> _TASK TO CARRY OUT_
Wherever a line of the records contains "board", copy that line.

TASK INPUT below:

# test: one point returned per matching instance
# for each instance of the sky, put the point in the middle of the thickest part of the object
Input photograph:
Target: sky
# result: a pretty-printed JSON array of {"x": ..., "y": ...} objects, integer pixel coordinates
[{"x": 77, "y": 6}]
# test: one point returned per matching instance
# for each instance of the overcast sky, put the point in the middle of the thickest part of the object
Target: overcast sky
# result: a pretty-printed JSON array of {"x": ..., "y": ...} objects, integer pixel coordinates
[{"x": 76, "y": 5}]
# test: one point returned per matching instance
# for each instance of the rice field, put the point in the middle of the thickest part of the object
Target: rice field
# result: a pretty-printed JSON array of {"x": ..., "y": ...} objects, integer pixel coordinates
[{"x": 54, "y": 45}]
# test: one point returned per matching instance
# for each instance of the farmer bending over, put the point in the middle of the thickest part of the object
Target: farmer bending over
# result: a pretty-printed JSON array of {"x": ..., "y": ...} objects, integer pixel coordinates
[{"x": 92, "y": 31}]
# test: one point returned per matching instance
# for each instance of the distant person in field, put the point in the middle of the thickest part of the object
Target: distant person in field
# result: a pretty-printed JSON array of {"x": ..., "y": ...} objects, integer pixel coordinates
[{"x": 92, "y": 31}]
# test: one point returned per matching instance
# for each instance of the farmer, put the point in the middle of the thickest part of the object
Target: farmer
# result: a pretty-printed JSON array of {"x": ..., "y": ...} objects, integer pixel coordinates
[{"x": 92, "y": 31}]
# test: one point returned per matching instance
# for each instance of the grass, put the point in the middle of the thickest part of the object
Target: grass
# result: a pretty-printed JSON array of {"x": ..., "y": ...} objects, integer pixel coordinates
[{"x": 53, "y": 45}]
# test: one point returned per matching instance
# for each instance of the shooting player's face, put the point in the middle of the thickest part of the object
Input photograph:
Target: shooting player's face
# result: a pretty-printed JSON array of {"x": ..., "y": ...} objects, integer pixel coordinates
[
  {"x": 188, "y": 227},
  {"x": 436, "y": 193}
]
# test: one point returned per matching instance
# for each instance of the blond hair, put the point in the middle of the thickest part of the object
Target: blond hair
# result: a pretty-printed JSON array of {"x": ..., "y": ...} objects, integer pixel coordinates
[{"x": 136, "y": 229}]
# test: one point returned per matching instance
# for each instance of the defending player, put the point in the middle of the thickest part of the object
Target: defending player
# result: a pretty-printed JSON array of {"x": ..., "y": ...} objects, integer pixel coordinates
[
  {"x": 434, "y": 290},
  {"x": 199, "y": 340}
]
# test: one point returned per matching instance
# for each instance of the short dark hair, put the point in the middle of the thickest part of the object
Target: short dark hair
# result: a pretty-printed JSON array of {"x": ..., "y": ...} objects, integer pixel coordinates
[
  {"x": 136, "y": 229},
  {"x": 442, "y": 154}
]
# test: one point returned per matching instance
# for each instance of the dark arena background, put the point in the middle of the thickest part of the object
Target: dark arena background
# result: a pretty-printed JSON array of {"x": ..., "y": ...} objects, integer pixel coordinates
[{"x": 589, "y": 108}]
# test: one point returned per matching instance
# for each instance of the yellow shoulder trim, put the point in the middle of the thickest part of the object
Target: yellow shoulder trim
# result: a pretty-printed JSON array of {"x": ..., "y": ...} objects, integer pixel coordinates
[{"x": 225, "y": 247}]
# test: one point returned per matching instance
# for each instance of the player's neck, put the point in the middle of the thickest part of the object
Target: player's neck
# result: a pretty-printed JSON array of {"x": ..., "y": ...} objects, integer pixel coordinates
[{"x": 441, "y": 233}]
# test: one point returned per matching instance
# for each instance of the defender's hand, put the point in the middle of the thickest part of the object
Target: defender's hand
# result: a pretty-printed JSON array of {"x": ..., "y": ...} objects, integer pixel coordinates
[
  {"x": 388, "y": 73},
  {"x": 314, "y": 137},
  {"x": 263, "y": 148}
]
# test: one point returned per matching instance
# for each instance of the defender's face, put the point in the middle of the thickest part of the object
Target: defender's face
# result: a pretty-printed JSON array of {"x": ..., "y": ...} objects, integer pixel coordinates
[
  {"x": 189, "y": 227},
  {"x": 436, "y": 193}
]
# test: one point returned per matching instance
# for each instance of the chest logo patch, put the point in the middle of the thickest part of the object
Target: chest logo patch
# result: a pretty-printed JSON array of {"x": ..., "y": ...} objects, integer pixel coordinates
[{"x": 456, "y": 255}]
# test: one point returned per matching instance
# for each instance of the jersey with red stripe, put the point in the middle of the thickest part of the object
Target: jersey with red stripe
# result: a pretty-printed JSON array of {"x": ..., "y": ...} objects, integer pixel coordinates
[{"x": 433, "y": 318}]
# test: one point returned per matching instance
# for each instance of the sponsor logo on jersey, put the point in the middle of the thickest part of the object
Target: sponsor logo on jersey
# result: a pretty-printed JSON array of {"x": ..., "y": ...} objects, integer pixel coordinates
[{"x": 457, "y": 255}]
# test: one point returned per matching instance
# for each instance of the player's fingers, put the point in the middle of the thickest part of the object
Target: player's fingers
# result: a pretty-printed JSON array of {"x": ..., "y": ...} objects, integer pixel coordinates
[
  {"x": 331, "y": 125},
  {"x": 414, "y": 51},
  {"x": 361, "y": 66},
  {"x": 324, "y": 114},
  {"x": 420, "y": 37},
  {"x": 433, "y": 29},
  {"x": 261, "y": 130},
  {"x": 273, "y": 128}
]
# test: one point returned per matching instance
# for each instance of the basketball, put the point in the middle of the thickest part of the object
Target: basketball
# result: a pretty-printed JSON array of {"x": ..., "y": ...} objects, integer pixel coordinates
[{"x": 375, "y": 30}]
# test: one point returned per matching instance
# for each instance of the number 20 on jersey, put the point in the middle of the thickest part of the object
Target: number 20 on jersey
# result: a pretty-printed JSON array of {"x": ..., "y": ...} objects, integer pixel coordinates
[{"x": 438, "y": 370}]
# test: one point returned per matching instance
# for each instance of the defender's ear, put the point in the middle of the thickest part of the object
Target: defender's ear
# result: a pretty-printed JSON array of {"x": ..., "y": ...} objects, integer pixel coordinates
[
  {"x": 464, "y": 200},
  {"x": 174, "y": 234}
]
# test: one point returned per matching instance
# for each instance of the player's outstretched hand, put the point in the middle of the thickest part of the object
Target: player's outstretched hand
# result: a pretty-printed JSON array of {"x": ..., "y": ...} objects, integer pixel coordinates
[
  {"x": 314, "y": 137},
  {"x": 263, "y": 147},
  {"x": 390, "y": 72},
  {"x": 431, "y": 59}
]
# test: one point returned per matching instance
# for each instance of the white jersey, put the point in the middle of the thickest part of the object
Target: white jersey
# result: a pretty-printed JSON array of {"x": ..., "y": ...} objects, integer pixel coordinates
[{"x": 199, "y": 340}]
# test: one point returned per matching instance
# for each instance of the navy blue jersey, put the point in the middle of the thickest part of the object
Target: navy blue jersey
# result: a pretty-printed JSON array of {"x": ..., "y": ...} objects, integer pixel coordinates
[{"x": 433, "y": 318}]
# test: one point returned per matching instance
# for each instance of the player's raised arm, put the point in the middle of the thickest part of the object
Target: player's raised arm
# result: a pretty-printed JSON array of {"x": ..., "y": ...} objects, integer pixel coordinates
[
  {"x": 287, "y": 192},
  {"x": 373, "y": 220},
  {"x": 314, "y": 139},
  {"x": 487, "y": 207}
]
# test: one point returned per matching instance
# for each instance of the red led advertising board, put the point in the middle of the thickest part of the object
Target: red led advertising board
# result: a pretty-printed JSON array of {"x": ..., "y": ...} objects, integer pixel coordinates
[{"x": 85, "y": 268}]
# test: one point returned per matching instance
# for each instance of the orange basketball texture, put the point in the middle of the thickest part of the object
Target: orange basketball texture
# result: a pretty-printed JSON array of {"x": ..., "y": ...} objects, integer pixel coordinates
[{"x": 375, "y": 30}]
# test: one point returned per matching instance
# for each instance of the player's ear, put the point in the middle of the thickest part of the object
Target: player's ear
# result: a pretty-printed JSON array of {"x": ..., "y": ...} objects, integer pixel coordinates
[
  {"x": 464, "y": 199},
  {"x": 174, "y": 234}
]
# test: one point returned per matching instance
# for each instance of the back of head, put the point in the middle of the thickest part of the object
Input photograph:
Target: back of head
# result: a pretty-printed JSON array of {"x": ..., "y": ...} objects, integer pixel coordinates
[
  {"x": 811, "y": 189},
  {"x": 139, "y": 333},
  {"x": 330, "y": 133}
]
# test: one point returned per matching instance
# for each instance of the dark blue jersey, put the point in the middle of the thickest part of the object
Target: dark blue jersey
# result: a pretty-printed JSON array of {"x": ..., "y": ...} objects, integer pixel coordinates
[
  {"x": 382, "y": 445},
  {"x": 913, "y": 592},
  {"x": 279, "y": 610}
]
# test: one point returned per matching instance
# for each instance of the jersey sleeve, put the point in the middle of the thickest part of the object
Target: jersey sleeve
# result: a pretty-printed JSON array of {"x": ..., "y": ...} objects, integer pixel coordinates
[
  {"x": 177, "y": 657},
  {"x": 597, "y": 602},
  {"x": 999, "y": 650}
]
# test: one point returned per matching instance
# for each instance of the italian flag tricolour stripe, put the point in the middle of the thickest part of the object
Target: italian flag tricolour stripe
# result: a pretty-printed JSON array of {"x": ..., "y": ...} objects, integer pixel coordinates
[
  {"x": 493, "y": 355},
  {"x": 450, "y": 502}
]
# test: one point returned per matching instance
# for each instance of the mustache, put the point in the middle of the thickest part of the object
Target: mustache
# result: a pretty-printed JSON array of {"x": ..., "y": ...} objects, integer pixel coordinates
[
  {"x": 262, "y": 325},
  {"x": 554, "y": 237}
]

End of TASK INPUT.

> _WRITTEN SOLUTION_
# for each instance of the red led advertising board, put the point in the middle of the thickest part of the object
Target: red led advertising board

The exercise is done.